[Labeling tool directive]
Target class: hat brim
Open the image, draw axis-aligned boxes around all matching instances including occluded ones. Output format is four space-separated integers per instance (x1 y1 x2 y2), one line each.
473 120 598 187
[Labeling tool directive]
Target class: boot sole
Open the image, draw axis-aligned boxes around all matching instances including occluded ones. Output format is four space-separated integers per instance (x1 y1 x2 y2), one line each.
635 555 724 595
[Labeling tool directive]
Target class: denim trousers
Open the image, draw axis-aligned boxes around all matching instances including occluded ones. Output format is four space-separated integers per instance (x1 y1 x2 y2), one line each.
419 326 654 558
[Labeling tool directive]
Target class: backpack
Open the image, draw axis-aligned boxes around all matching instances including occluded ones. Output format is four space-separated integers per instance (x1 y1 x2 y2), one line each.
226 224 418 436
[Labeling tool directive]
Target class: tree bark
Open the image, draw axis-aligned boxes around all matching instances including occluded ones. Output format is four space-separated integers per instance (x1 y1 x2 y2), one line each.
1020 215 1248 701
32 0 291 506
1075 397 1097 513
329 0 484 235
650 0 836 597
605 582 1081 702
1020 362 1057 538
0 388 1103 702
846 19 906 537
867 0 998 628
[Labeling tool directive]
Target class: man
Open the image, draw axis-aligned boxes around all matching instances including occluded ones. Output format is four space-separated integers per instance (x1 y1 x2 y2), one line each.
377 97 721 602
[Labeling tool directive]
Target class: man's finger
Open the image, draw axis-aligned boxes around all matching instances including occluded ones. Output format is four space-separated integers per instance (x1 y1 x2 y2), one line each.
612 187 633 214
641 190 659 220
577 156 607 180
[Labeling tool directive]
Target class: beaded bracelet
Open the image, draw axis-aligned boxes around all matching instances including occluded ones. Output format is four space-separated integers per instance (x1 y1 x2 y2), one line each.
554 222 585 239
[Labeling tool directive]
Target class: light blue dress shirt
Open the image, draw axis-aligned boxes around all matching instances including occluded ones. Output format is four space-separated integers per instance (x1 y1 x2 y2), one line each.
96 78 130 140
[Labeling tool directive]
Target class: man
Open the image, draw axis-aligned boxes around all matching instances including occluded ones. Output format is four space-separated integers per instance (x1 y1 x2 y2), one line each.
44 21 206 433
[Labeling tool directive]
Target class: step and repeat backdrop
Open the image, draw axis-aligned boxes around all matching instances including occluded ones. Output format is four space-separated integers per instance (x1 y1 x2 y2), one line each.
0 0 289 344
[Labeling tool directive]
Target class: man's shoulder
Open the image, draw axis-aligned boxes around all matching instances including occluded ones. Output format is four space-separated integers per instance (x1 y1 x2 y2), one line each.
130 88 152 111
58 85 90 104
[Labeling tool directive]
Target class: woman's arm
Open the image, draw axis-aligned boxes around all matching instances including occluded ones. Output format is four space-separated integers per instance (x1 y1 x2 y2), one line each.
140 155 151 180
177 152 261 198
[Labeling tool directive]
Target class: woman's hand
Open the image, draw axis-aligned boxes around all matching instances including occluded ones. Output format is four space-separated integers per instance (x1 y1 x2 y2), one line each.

▶ _Exercise brief_: Write out all of the data above again, swapping every "Labeling tool directive" for "Annotation instruction" and changing nothing else.

▶ _The completed task_:
[Annotation instruction]
Target class: hat brim
Open the image, draw axis-aligned boxes around all matching instances including occluded ones. Output format is four space-separated integers per instance (x1 y1 x2 y2), one line each.
473 120 598 187
[Annotation instruction]
Target class: boot sole
Open the image, draw axis-aligned boxes around all matching instances including occluded ones. Output format is four space-separated integers per instance (x1 y1 x2 y2), one line each.
635 555 724 595
[Annotation instruction]
Target class: denim trousers
Open the image, draw axis-aligned boxes around all matching instances including occluded ones. Output format is four space-separated integers per instance (x1 y1 x2 y2), one line each.
419 326 654 558
[Annotation instruction]
Target class: backpack
Open the image, draw axis-aligned boxes around all matching instances including occluded ones. Output format is four space-separated integers per instance (x1 y1 x2 y2), one line each.
226 224 418 436
[Annotation instruction]
Target class: tree bark
Open the image, draw axis-aligned boxes around all matching instances including occluded ones. Output format is four space-separated integers per instance (x1 y1 x2 y2), one line each.
1020 215 1248 701
32 0 291 506
1075 397 1097 513
329 0 484 235
650 0 836 597
605 582 1081 702
1020 362 1057 538
0 388 1103 702
846 19 906 537
867 0 998 628
[Annotation instruction]
Target class: man
Open the image, draw axis-aligned boxes around all matching instances including occluded ones. Output format is four space-separated integers per instance (x1 y1 x2 y2), one line each.
377 97 721 602
[Annotation instruction]
Target class: man's finger
Open the image, draw axis-aligned boxes around all matching instances including occluded ones. Output format is four space-separated integers per instance (x1 y1 x2 y2), one line each.
612 187 633 214
641 190 659 220
577 156 607 180
[Annotation instruction]
Target class: beaded bracelet
Open the image, draw axis-aligned boxes around all matching instances including occluded ones. Output format is four space-separated integers per instance (x1 y1 x2 y2), one line each.
554 222 585 239
[Annotation instruction]
Target class: light blue dress shirt
Open the image, draw axis-aligned boxes around all matching instances including occluded ones. Output format is four space-separated integers per instance (x1 y1 x2 y2), one line each.
96 78 130 140
[Annotation instruction]
Target class: man
Open the image, draw axis-aligned boxes around all matching instances including occluded ones. Output format is four space-separated integers per instance (x1 y1 x2 y2), one line each.
44 21 206 433
[Annotation instruction]
Target class: step and repeat backdrop
Open the image, draw axis-aligned boxes around all matching instances including occluded ones. Output format is four space-separated integers per instance (x1 y1 x2 y2), one line each.
0 0 289 344
[Annotation instruction]
Target class: man's shoulder
Open the image, draw axis-aligned boxes around all matching instances including occluded ones. Output format is four space-separated integers per instance (x1 y1 x2 y2), one line each.
130 88 152 111
58 85 90 104
[Annotation instruction]
Target class: woman's arm
Open the image, draw axis-aligned boxes around all matching instances including occluded ones. Output format is four space-separated integers per instance (x1 y1 x2 y2), one line each.
140 155 151 180
177 152 261 198
[Annotation instruction]
Target class: woman's hand
Open the image, draw axis-aligned boxes around all matching instances including occluded ones. Output format is four space-separated integers per instance (x1 y1 x2 y2), one line each.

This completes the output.